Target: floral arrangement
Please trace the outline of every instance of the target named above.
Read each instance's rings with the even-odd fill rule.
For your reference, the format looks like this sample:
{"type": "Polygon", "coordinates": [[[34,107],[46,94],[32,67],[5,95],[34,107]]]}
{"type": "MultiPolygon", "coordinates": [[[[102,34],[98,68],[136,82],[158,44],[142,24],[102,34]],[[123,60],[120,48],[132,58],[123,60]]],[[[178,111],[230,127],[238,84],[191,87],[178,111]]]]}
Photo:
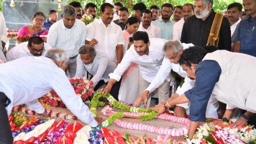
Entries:
{"type": "Polygon", "coordinates": [[[90,23],[94,22],[94,17],[92,15],[84,13],[80,20],[83,21],[86,25],[88,25],[90,23]]]}
{"type": "MultiPolygon", "coordinates": [[[[94,89],[92,81],[85,77],[69,79],[69,81],[75,89],[75,94],[81,97],[84,102],[92,96],[94,89]]],[[[40,99],[40,101],[53,106],[65,107],[65,104],[54,90],[47,93],[42,98],[40,99]]]]}
{"type": "Polygon", "coordinates": [[[18,35],[18,30],[7,30],[7,38],[16,38],[18,35]]]}
{"type": "Polygon", "coordinates": [[[249,125],[233,126],[224,122],[217,125],[205,123],[197,130],[192,140],[187,139],[189,143],[253,143],[256,141],[256,129],[249,125]]]}

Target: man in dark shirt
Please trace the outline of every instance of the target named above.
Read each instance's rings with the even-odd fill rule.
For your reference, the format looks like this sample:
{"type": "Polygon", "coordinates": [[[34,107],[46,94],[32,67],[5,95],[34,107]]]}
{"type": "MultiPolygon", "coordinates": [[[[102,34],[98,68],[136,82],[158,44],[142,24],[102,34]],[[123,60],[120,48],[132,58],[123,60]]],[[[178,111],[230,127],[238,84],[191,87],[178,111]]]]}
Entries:
{"type": "MultiPolygon", "coordinates": [[[[181,41],[201,46],[206,46],[216,13],[212,10],[212,0],[195,0],[195,15],[185,22],[181,41]]],[[[219,33],[218,48],[231,50],[230,26],[224,17],[219,33]]]]}
{"type": "Polygon", "coordinates": [[[118,11],[118,15],[119,18],[113,22],[119,25],[122,28],[122,30],[124,30],[129,17],[128,9],[125,7],[121,7],[118,11]]]}
{"type": "Polygon", "coordinates": [[[51,9],[49,12],[48,20],[44,22],[44,26],[42,26],[43,29],[49,30],[50,27],[57,22],[58,19],[58,13],[54,9],[51,9]]]}

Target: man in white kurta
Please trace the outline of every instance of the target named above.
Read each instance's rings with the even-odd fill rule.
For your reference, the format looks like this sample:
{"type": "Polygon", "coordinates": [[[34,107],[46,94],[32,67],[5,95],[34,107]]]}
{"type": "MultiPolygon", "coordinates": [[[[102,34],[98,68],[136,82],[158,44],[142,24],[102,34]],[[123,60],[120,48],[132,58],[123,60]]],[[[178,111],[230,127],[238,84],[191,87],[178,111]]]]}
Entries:
{"type": "Polygon", "coordinates": [[[52,48],[46,52],[46,57],[49,58],[27,57],[0,65],[1,143],[11,143],[5,141],[7,138],[2,134],[12,138],[7,116],[12,108],[25,104],[29,108],[42,114],[45,110],[38,99],[52,89],[79,120],[93,127],[98,125],[88,108],[75,94],[65,75],[63,70],[66,69],[68,61],[65,52],[59,48],[52,48]]]}
{"type": "Polygon", "coordinates": [[[65,50],[69,55],[69,77],[76,71],[76,57],[79,48],[86,42],[86,27],[84,22],[75,19],[76,10],[71,5],[64,7],[63,19],[55,22],[48,33],[47,44],[65,50]]]}
{"type": "MultiPolygon", "coordinates": [[[[33,50],[33,49],[36,49],[35,48],[33,48],[33,45],[34,43],[32,42],[32,44],[30,46],[32,50],[30,50],[28,48],[28,42],[24,42],[22,43],[19,44],[18,45],[13,47],[11,49],[7,51],[6,53],[6,59],[7,59],[7,61],[13,61],[15,59],[24,57],[33,57],[34,56],[32,53],[31,53],[30,50],[33,50]]],[[[40,42],[37,42],[39,45],[40,42]]],[[[44,55],[44,53],[45,53],[46,51],[51,48],[52,46],[50,46],[49,44],[46,42],[43,42],[43,46],[41,48],[42,52],[40,52],[40,50],[37,50],[37,53],[40,54],[40,55],[44,55]]]]}

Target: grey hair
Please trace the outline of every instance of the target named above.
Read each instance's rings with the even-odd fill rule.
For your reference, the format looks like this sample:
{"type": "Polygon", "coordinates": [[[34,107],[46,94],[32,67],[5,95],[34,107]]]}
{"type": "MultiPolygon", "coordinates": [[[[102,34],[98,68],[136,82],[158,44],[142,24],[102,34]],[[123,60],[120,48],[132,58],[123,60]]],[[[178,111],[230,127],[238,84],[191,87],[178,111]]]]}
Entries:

| Requirement |
Print every item above again word for word, but leave out the pictures.

| Solution to this problem |
Target: floral arrangement
Please trace the outline of every instance of the target named above.
Read each instance's rings with the even-odd fill rule.
For your reference, the format looks like this sample:
{"type": "Polygon", "coordinates": [[[34,107],[46,94],[32,67],[5,95],[34,107]]]}
{"type": "MultiPolygon", "coordinates": [[[[102,34],[98,68],[136,82],[158,44],[142,24],[102,34]],[[123,60],[120,48],[132,58],[123,60]]],[[[178,111],[230,127],[238,84],[191,87],[178,111]]]]}
Photo:
Entries:
{"type": "Polygon", "coordinates": [[[90,23],[94,22],[94,17],[92,15],[84,13],[80,20],[83,21],[86,25],[88,25],[90,23]]]}
{"type": "MultiPolygon", "coordinates": [[[[94,89],[92,81],[85,77],[69,79],[69,81],[75,89],[75,94],[81,97],[84,102],[92,96],[94,89]]],[[[40,99],[40,101],[53,106],[65,107],[65,104],[54,90],[47,93],[42,98],[40,99]]]]}
{"type": "Polygon", "coordinates": [[[18,35],[18,30],[7,30],[7,38],[16,38],[18,35]]]}
{"type": "Polygon", "coordinates": [[[249,125],[233,126],[224,122],[217,125],[205,123],[197,130],[192,140],[187,139],[189,143],[253,143],[256,141],[256,129],[249,125]]]}

Target: man in dark shirt
Please trace the outline of every instance of the target named above.
Read each instance's rings with the even-odd fill rule.
For your reference, the format looks like this sample:
{"type": "Polygon", "coordinates": [[[34,107],[46,94],[32,67],[5,95],[34,107]]]}
{"type": "MultiPolygon", "coordinates": [[[[102,34],[98,68],[136,82],[158,44],[142,24],[102,34]],[[123,60],[120,48],[132,58],[123,60]]],[[[178,111],[230,127],[238,84],[191,87],[178,111]]]]}
Entries:
{"type": "MultiPolygon", "coordinates": [[[[181,41],[201,46],[206,46],[216,13],[212,10],[212,0],[195,0],[195,15],[185,22],[181,41]]],[[[219,33],[218,48],[231,50],[230,26],[224,17],[219,33]]]]}
{"type": "Polygon", "coordinates": [[[118,11],[118,15],[119,18],[113,22],[119,25],[122,28],[122,30],[124,30],[129,17],[128,9],[125,7],[121,7],[118,11]]]}
{"type": "Polygon", "coordinates": [[[51,9],[49,12],[48,20],[44,22],[44,26],[42,26],[43,29],[49,30],[50,27],[57,22],[58,19],[58,13],[54,9],[51,9]]]}

Target: man in white kurta
Please trace the outline of every instance of the target named above.
Read each instance's rings with the even-odd fill rule.
For your reference, the format looks like this sample:
{"type": "Polygon", "coordinates": [[[34,107],[46,94],[32,67],[5,95],[34,107]]]}
{"type": "MultiPolygon", "coordinates": [[[[102,34],[98,68],[136,82],[158,44],[142,24],[102,34]],[[123,60],[120,48],[132,58],[123,60]]],[[[178,111],[230,127],[238,84],[191,87],[178,111]]]]}
Entries:
{"type": "Polygon", "coordinates": [[[52,48],[46,52],[46,57],[49,58],[27,57],[0,65],[1,143],[11,143],[5,141],[7,138],[2,134],[12,138],[7,116],[12,108],[25,104],[29,108],[42,114],[45,110],[38,99],[52,89],[79,120],[93,127],[98,125],[88,108],[75,94],[65,75],[63,70],[66,69],[68,61],[65,52],[59,48],[52,48]]]}
{"type": "Polygon", "coordinates": [[[65,50],[69,55],[69,77],[76,71],[76,57],[79,48],[86,42],[86,27],[84,22],[75,19],[76,10],[71,5],[64,7],[63,19],[55,22],[48,33],[47,44],[65,50]]]}
{"type": "MultiPolygon", "coordinates": [[[[33,50],[33,49],[36,49],[35,48],[33,48],[33,45],[34,43],[32,42],[32,44],[30,46],[32,50],[30,50],[28,48],[28,42],[24,42],[22,43],[19,44],[18,45],[13,47],[11,49],[7,51],[6,53],[6,59],[7,59],[7,61],[13,61],[15,59],[24,57],[33,57],[34,56],[32,53],[31,53],[30,50],[33,50]]],[[[40,42],[37,42],[39,45],[40,42]]],[[[44,55],[44,53],[45,53],[46,51],[51,48],[52,46],[50,46],[49,44],[46,42],[43,42],[43,46],[41,48],[42,52],[40,52],[40,50],[37,50],[37,53],[40,54],[40,55],[44,55]]]]}

Target: grey hair
Please trace the outline of every instance of the target named above.
Read each instance's rings with the even-odd fill rule.
For your reference, the format looks like this sample:
{"type": "Polygon", "coordinates": [[[34,107],[46,94],[32,67],[5,95],[34,107]]]}
{"type": "MultiPolygon", "coordinates": [[[[102,34],[98,68],[136,82],[158,44],[142,24],[102,34]],[[123,60],[120,48],[132,58],[123,60]]],[[[178,111],[230,127],[238,84],[191,87],[178,111]]]]}
Entries:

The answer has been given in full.